- Consigne 1 -
Dans le texte sur les souvenirs du village, de quelle commune mixte dépendait le village, et dans quelle localité se trouvait son siège ?
- Consigne 2 -
Rédigez la suite du texte sur les souvenirs du village, à partir de la fin de la liste des conseillers.

- Extrait du texte -
A l’époque, la Poste était au centre du village, en contre bas de la route nationale, entre les deux granges Calleja. C’est là qu’habitaient les Caselli après la construction du nouvel ensemble Poste Mairie.

Nous avons été tous les trois scolarisés à l’école du village que j’ai quittée pour ma part en 1939 en même temps que Denise Fauré, Jeannine Pallier et Charlot Carli. Les institutrices : Mlle Zamit, Mlle Rayon (Hélène), Mlle Sauvere (Yvonne), Mlle Conangle (Fernande). Nous étions une vingtaine d’élèves dont deux arabes Kateb Salah dit Grand Salah et Thyr Salah dit Petit Salah.

De mon temps (ça fait très histoire ancienne) le village n’était pas une commune de plein exercice mais dépendait de la commune mixte de la SEFIA dont le siège était à LAVERDURE. Il y avait donc un adjoint spécial et un conseiller mais l’autorité était surtout détenue par l’administrateur. J’ai connu

-          Adjoints : M. Arrou Joseph, M. Pallier Louis, M. Millet Auguste

-          Conseillers : M. Millet Auguste, M. Rouget Octave.

- Données fournies -
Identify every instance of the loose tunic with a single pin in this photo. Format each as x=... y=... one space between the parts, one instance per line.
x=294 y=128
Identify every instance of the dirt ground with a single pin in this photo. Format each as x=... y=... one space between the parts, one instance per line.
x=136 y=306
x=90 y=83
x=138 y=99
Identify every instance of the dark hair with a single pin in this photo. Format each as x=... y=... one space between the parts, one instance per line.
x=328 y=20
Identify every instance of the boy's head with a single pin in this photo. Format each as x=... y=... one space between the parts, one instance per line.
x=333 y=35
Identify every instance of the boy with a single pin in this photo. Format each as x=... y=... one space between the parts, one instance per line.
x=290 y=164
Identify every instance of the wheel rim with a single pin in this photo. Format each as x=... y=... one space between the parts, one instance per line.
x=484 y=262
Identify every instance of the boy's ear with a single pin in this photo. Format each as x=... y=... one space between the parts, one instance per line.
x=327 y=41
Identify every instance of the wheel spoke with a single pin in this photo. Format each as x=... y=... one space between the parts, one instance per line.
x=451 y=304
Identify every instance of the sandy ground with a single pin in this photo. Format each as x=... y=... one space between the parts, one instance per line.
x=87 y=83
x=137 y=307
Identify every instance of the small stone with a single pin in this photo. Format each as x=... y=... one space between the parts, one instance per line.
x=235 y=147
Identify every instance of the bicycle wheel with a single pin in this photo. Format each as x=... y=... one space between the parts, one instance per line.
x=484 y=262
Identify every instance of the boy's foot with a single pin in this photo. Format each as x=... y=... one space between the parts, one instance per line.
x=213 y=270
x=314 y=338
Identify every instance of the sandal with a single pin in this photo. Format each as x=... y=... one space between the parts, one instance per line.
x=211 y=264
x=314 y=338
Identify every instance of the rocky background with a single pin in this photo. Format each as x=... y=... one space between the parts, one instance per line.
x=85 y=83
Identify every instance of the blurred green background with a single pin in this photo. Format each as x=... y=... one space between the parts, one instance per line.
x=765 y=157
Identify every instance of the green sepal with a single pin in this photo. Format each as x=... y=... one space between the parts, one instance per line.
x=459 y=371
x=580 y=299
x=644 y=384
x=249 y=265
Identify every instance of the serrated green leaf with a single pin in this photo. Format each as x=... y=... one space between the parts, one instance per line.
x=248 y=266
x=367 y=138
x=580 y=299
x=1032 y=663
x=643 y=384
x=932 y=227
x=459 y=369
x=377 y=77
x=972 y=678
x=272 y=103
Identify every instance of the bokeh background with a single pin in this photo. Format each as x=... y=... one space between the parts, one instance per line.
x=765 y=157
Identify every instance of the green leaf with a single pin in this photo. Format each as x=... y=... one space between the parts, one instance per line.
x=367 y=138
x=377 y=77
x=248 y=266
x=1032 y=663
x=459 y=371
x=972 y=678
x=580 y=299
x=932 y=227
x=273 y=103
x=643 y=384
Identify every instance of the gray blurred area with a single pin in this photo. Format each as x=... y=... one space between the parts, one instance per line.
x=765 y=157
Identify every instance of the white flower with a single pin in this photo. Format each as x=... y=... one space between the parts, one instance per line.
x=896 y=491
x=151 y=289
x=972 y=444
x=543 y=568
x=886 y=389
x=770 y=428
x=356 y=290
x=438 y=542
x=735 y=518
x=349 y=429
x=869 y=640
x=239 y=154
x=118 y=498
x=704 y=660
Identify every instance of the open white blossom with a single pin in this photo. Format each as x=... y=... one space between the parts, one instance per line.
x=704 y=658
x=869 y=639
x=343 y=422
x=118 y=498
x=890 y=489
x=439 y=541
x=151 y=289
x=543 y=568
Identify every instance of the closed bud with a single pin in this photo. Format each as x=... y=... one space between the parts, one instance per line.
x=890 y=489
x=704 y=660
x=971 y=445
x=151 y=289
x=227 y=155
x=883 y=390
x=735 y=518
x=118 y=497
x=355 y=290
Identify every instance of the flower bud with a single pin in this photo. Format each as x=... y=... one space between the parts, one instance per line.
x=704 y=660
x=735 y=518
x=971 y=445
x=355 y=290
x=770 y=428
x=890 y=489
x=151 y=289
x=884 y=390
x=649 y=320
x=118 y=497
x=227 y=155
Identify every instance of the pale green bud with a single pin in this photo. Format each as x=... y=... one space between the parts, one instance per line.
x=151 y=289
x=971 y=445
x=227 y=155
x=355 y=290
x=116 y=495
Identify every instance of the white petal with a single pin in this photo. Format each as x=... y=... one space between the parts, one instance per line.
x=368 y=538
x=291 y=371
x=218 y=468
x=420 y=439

- Réponse 1 -
Le village dépendait de la commune mixte de la SEFIA, dont le siège était à Laverdure.

- Réponse 2 -
La population :

Les non agriculteurs étaient :

-          L’institutrice et le postier, déjà vus,

-          Le garde champêtre M. Divani Marius avec trois enfants Maryse, Suzy et Gérard ( ?).

-          Le garde forestier, en 1930 M. Dépévetti (à qui mon père a acheté sa première voiture, une Torpédo Citroën) très vite remplacé par M. Carli Jean père de Pierrette, Charles, François et Baptiste.

-          Le chef cantonnier M. Méli Joseph quatre enfants Noël, François, Gilbert et un peu après Gérard. Il avait remplacé M. Loissier.

-          Le chef de gare M. Grether deux enfants Rolande, élevée par sa grand-mère dans la région de Bône et Lucien qui faisait quatre fois par jour le trajet gare école en compagnie des enfants Pallier (de ?????? des mollets). Il a été remplacé par M. Castagna qui avait une fille scolarisée après ma sortie de l’école et dont j’ai oublié le prénom.

-          Du viaduc, un employé du C.F.A en 1930, M. Pullis en 1939, M. Ferlando deux ou trois enfants dont une petite Marie Jeanne et Paulo.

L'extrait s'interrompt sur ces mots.